At this exciting point the count, back in Paris, finally comes to properly. He is helped to his feet by Kerensky, who is clinging on to his illusions as best he can. Told he has been serving the Jagaroth all along, he ventures: “It’s the Jagaroth who need all the chickens, is it?” The count is sort of stunned with contempt. While all that is happening, Romana is quietly sonicking her way into what should by now be recognised as the Stick-Up Café. Duggan arrives shortly afterward by breaking a window – cue another piece of infinitely quoteable dialogue.

ROMANA: You should go into partnership with a glazier. You’d have a truly symbiotic working relationship.

DUGGAN: What?

ROMANA: I’m just pointing out that you break a lot of glass.

DUGGAN: You can’t make an omelette without breaking eggs.

ROMANA: If you wanted an omelette, I’d expect to find a pile of broken crockery, a cooker in flames and an unconscious chef.

And that is why I love you, Romana.

The count has dropped the pretence. Well, part of the pretence, he’s still got his face on. That’s of little comfort to poor old Kerensky, who is staring at the blueprints for a machine that will do the precise opposite of what he thought his work was meant to do – it will turn back time. All to bones, so to speak. Finally realising his boss is a raging megalomaniac, he refuses to comply. And he’s not the only one noticing there’s something weird about Scarlioni. The countess, gloating happily over the success of the Louvre robbery, accidentally triggers a rant about mapping the heavens and inventing the wheel. The count has a case of voices in the head, never a good sign. The other parts of himself are echoing in a rare moment of unison, begging to be reunited. As this is also affecting Tancready, the Doctor uses the moment of distraction to escape into the TARDIS and materialise the hell out of there.

Romana and Duggan are still waiting for him the Stick-Up Café, though by now it’s morning and they’re running on caffeine. In further evidence of her excellence, during a few minutes casual conversation Romana proceeds to deduct pretty much everything that the Doctor went back to 1505 to find out. By the time the Doctor reaches the café, they have returned to the chateau, and Duggan’s obsession with breaking windows has got them caught. Far from being annoyed, the count is very pleased to see them – well, he’s pleased to see Romana, anyway, whom he intends to use to finish work on the machine. Or else, as he politely explains, he’ll destroy Paris with the deeply unreliable one he already has. To prove what he can do, he tricks Kerensky into standing between the machine’s prongs and switches it on, reducing the terrified man within a matter of seconds to a crumpled skeleton.

Episode 4: “The unfortunate effect of an unstablised time field,” Scarlioni says brightly. He would be quite happy to do that to all of Paris if Romana does not show him how to stabilise it. Given the circumstances, she agrees, and Duggan is locked up out of her way.

What you need to do: Write out the passage of the Doctor Who recap above that falls between "ROMANA: You should" and "love you, Romana.", inclusive.

Supplied entries:
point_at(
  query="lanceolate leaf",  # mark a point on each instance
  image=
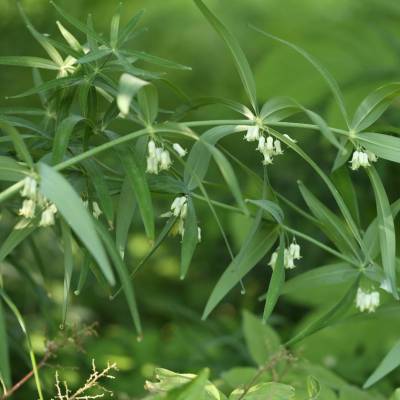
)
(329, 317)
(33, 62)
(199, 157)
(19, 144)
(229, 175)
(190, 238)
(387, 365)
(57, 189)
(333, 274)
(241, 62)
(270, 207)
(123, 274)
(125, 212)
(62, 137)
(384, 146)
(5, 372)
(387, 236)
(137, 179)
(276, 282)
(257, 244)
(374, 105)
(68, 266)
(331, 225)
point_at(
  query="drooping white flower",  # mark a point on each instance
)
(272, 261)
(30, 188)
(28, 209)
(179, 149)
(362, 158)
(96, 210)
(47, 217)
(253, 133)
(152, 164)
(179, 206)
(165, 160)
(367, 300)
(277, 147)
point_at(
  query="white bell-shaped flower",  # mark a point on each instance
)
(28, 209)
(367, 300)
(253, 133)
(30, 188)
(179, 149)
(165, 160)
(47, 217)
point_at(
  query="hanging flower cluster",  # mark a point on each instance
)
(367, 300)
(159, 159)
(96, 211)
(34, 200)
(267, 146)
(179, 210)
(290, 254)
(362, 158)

* * *

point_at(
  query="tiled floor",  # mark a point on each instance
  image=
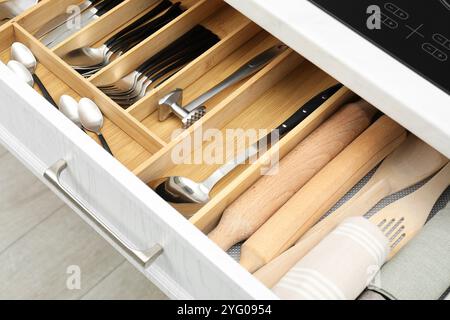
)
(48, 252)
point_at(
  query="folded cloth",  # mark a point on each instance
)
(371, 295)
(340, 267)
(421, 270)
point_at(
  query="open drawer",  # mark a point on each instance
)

--

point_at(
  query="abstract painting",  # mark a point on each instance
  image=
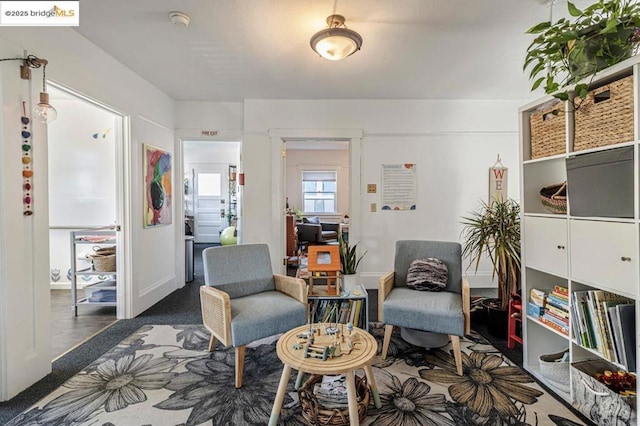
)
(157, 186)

Exercise solution:
ROMANA: You should go into partnership with a glazier. You’d have a truly symbiotic working relationship.

DUGGAN: What?

ROMANA: I’m just pointing out that you break a lot of glass.

DUGGAN: You can’t make an omelette without breaking eggs.

ROMANA: If you wanted an omelette, I’d expect to find a pile of broken crockery, a cooker in flames and an unconscious chef.

And that is why I love you, Romana.